> [BRIEF A]:
According to the Medicare commentary, in what year was Medicare first enacted?
> [BRIEF B]:
Rewrite the paragraph of the Medicare commentary beginning "Traditional Medicare--public insurance administered" as a brief bulleted list that keeps its main facts.
> [BRIEF C]:
Reproduce the portion of the Medicare commentary between "The experiment is" and "that discourage care.", inclusive, without any changes.

(TEXT UNDER STUDY begins)

Mar 07, 2021
The ghost of the Trump administration is haunting Medicare. In the last quarter of 2020, the Trump administration's Department of Health and Human Services launched an experiment, euphemistically called, "direct contracting," that could fully turn Medicare over to private health insurers. The Biden administration needs to halt this experiment before millions of older and disabled Americans lose their right to choose traditional Medicare.
Traditional Medicare--public insurance administered by the federal government--has been a hallmark of Medicare since the program was first enacted in 1965. Under traditional Medicare, the government sets rates for doctors and hospitals, sets the conditions for coverage, and pays providers directly. Public insurance is cost-effective, reliable, transparent and publicly accountable.
Most important, traditional Medicare guarantees people access to care from the doctors and hospitals they choose anywhere in the country. It is designed to meet the needs of healthy older adults and people with disabilities as well as those with complex medical conditions. No corporate health insurer profits from denying care or second-guessing treating physicians.
The experiment is likely to make traditional Medicare a gold-mine for for-profit companies, who will make money for executives and shareholders by establishing complex administrative rules that undermine access to care and by imposing high out-of-pocket costs that discourage care.
Nonetheless, the Trump administration has outsourced Medicare to insurance companies and other for-profit middlemen, placing them between Americans and their doctors. The experiment could assign millions of people who elected traditional Medicare to a corporate health plan that works like Medicare Advantage, the Medicare private health insurance choice, with fewer consumer protections.
In so doing, this Trump experiment denies people their right to choose traditional Medicare. It can force them into a for-profit health insurance structure without asking them.
Odds are that most Americans placed into this experiment will have no clear understanding of how their coverage works, at least until the first time they are denied coverage for their care or they are directed to use a doctor or hospital they haven't chosen.
In theory, the victims of this experiment could use out-of-network doctors and hospitals. But, it's not clear whether they would know they have this option or how easy it would be for them to see the doctors they want to see. The experiment offers companies a powerful financial incentive to keep people entirely inside restricted networks and to make it unappealing for physicians to provide out-of-network care. The experiment allows insurers to retrospectively deny payment to out-of-network physicians for care they provide.

(TEXT UNDER STUDY ends)
(DATA LISTING begins)

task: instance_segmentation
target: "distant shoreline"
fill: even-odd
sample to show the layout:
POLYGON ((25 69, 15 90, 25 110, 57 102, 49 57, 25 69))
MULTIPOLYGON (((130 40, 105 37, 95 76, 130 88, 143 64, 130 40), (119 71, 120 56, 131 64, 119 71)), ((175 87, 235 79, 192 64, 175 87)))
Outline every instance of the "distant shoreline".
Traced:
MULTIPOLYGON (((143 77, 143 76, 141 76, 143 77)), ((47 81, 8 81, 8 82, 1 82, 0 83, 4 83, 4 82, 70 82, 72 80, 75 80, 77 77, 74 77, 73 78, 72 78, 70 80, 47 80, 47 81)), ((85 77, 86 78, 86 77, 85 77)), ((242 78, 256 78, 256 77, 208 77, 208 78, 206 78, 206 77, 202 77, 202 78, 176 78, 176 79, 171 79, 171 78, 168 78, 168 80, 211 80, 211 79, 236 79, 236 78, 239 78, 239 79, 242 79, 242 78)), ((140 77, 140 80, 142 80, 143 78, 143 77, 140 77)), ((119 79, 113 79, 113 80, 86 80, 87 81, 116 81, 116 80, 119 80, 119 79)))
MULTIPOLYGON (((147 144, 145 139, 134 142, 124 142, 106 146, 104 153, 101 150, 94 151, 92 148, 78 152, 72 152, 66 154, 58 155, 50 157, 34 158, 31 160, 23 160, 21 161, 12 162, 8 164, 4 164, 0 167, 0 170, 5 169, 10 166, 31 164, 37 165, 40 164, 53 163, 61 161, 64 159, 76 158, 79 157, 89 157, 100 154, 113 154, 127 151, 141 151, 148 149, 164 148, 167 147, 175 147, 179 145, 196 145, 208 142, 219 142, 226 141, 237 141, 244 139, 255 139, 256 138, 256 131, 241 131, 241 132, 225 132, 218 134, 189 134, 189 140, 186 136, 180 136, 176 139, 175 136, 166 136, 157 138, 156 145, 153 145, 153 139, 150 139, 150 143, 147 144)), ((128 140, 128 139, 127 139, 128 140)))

(DATA LISTING ends)

> [ANSWER SECTION A]:
1965

> [ANSWER SECTION B]:
- Traditional Medicare is public insurance administered by the federal government, and it has been a hallmark of the program since its enactment in 1965.
- The government sets rates for doctors and hospitals, sets the conditions for coverage, and pays providers directly.
- Public insurance is cost-effective, reliable, transparent, and publicly accountable.

> [ANSWER SECTION C]:
The experiment is likely to make traditional Medicare a gold-mine for for-profit companies, who will make money for executives and shareholders by establishing complex administrative rules that undermine access to care and by imposing high out-of-pocket costs that discourage care.